Após uma ofensiva de quatro meses e meio, as Forças Democráticas da Síria (FDS) e uma coalizão internacional finalmente capturaram Raqqa do grupo auto-proclamado Estado Islâmico (EI). A devastação generalizada não é apenas uma prova da intensidade dos combates e ataques aéreos, mas também levanta questões sobre o destino dos civis que, desde o início da ofensiva, ficaram presos na cidade sem acesso à ajuda humanitária.

As equipes de Médicos Sem Fronteiras (MSF) conseguiram ter acesso às pessoas em Raqqa?

#####

_Detalhes da tarefa:_
Escreva a continuação do texto sobre a captura de Raqqa a partir da última frase mostrada.

_Registros fornecidos:_
#####

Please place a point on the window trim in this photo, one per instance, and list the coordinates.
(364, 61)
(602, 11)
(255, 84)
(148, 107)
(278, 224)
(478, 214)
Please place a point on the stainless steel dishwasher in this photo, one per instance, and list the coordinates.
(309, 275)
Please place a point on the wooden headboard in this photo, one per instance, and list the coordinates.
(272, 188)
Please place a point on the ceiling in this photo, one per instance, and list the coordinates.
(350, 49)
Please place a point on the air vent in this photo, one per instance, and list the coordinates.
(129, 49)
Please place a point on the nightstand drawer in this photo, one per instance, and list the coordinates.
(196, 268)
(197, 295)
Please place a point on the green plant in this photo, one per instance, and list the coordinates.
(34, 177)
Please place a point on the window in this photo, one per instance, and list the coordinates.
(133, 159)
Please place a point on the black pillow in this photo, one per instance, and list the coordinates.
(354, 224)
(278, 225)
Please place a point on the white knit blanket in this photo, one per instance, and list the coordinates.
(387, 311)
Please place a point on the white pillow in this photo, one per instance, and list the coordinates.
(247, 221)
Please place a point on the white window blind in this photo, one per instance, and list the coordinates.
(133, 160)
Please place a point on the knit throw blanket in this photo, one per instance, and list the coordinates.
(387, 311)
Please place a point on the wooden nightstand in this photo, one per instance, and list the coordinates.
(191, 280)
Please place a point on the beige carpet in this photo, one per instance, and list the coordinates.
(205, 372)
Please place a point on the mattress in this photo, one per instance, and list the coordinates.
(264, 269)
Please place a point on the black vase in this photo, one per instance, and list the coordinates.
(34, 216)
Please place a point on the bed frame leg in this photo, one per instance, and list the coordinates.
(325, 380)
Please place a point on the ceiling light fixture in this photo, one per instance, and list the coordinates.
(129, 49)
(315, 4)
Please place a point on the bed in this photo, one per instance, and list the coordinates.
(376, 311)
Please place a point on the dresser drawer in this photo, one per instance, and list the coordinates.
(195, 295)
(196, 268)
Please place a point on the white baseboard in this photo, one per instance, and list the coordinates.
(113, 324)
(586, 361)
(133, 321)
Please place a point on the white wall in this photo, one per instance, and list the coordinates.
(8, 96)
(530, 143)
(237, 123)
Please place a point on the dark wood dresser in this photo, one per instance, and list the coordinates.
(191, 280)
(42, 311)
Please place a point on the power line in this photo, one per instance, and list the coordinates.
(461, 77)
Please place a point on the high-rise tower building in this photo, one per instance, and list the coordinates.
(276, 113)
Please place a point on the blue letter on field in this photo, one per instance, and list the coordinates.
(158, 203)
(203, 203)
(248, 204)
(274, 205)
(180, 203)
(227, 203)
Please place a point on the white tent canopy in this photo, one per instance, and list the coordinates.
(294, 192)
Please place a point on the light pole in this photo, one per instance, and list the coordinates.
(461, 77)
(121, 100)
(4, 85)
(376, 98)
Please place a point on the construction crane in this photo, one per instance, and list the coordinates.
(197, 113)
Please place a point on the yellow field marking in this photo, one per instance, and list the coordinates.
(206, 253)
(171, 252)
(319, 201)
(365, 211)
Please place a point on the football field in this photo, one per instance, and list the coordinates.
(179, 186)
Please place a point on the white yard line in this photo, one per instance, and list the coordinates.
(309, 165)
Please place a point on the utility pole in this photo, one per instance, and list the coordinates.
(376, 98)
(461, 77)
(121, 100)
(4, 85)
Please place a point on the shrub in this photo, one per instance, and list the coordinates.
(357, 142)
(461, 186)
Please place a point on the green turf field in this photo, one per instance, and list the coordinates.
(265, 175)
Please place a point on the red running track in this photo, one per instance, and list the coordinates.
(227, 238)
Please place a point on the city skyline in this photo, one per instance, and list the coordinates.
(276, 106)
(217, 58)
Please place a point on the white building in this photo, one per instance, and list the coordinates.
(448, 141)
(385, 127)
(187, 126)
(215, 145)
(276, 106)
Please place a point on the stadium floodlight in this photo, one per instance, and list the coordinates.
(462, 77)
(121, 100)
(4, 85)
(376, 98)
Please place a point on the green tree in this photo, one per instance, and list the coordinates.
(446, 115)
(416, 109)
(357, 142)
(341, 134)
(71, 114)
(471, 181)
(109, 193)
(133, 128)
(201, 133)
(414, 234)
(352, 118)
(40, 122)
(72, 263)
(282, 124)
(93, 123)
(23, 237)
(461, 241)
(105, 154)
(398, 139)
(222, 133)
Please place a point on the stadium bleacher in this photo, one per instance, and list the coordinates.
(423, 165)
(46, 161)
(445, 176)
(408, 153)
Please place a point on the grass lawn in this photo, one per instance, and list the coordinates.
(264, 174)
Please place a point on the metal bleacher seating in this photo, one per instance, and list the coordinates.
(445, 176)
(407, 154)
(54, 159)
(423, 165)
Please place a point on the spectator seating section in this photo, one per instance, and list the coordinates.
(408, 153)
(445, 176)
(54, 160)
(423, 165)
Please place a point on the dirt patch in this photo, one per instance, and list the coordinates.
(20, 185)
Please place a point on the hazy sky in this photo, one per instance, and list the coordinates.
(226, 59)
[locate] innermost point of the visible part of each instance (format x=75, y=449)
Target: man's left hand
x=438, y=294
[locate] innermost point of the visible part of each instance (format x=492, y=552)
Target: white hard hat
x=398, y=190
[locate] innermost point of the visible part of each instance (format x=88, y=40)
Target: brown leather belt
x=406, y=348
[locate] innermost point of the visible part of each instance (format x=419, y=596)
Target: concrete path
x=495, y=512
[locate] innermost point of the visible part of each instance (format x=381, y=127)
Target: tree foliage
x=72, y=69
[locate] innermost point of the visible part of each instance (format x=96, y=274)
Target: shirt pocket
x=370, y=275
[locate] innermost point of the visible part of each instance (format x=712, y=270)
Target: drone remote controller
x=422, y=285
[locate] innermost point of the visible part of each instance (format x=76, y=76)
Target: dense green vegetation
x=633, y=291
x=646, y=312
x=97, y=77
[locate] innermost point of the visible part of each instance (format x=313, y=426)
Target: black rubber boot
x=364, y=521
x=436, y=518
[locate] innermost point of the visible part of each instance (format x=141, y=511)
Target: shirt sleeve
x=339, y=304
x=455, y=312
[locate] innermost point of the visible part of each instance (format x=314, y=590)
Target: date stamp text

#####

_Resultado da tarefa:_
MSF não era uma exceção em relação às outra organizações humanitárias. Nós também não conseguimos acessar Raqqa durante a ofensiva. Durante as hostilidades, nossas equipes se viram quase impotentes para fornecer qualquer assistência às pessoas presas na cidade. Nosso trabalho foi limitado aos hospitais em Kobane, Tal Abyad e Al-Hasakah e a acampamentos de pessoas deslocadas. Depois que Raqqa foi retomada do EI em meados de outubro, cerca de 1.300 pessoas da cidade chegaram ao acampamento em Ayn Issa, onde MSF oferece cuidados médicos. A maioria deles eram mulheres e crianças. Os poucos homens que as acompanhavam eram idosos ou haviam sido feridos durante a ofensiva e tratados em hospitais controlados pelo EI em Raqqa.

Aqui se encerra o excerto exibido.